§ **Passage provided**
☆ ☆ ☆ ☆ ☆
El Pasoan of the Year

Last year’s tragic Walmart shooting left 22 dead and an indelible mark on those who lost loved ones, the 24 who were wounded and on many in the community itself who cannot talk about it without coming to tears.

El Paso Inc. departed from its annual El Pasoan of the Year and Community Spirit event last Wednesday to recognize the first responders and many others on the front line, along with the El Paso community that mourned and rallied against the hate behind the shooting.

More than 500 people gathered Wednesday at the Centennial Conference Center on Fort Bliss for the presentation and to share the stories of what happened that day and the days that followed.

Mayor Dee Margo, who accepted the Community Spirit Award on behalf of the El Paso community, had to pause and regather himself several times as he recalled that morning.

He was in Austin on the morning of Aug. 3 when he was notified about a mass shooting back home and jumped on a private jet for El Paso almost immediately.
☆ ☆ ☆ ☆ ☆
§ **Raw data**

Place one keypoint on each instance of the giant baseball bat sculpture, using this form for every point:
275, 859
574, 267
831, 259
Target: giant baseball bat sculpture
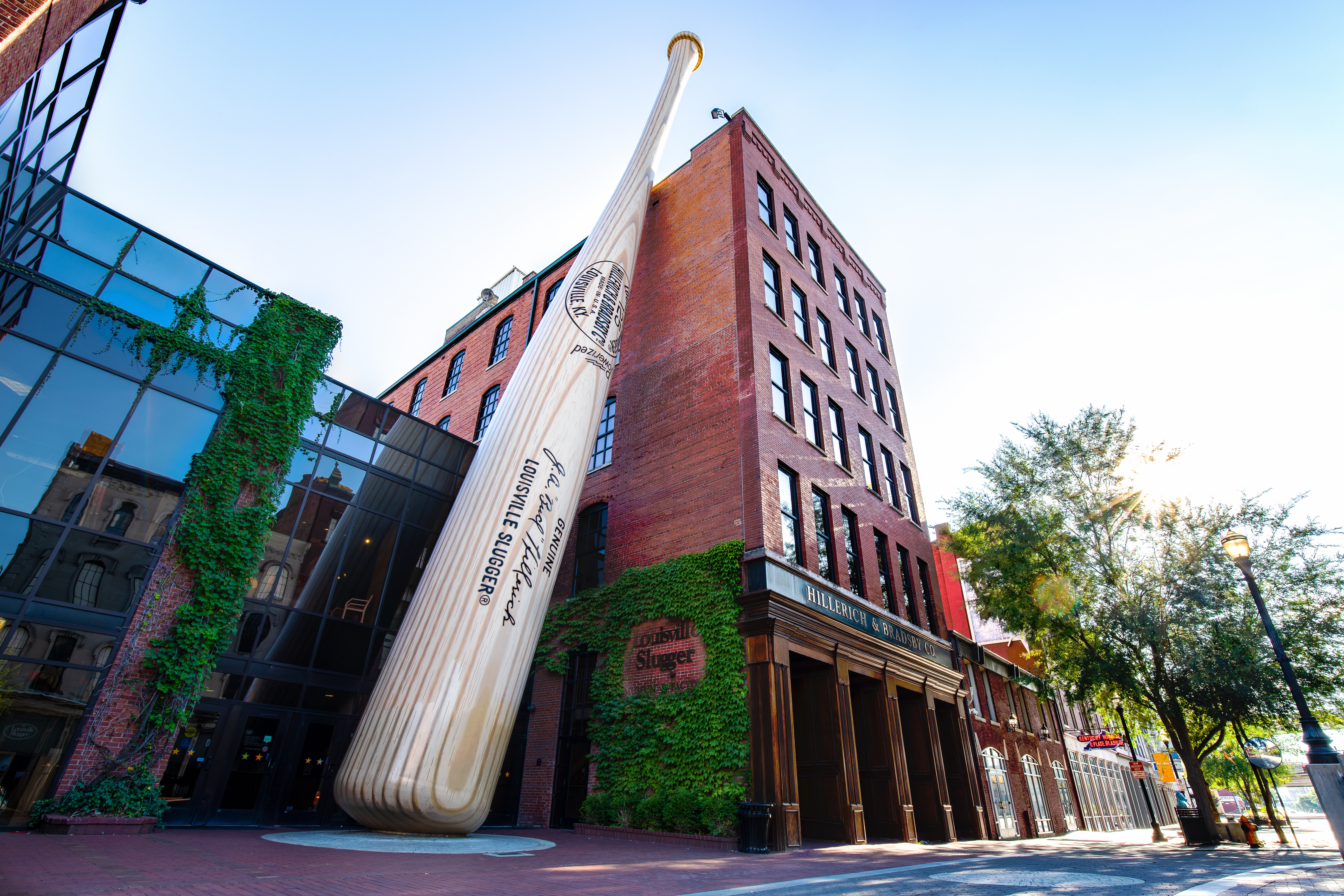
429, 748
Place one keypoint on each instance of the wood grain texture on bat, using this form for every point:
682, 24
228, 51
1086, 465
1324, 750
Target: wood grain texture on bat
431, 745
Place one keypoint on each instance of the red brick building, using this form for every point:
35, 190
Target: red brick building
756, 398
☆ ☆ ☆ ☆ ☆
§ **Task set**
- 1) In the El Pasoan of the Year article, how many people gathered at the Centennial Conference Center on Fort Bliss?
- 2) Rewrite the paragraph of the El Pasoan of the Year article that begins "El Paso Inc. departed from" as a shorter version that keeps its main facts.

§ **Solved tasks**
- 1) More than 500 people.

- 2) Last Wednesday, El Paso Inc. set aside its usual El Pasoan of the Year and Community Spirit event. It honored the first responders and others on the front line, and the El Paso community that mourned and rallied against the hate behind the shooting.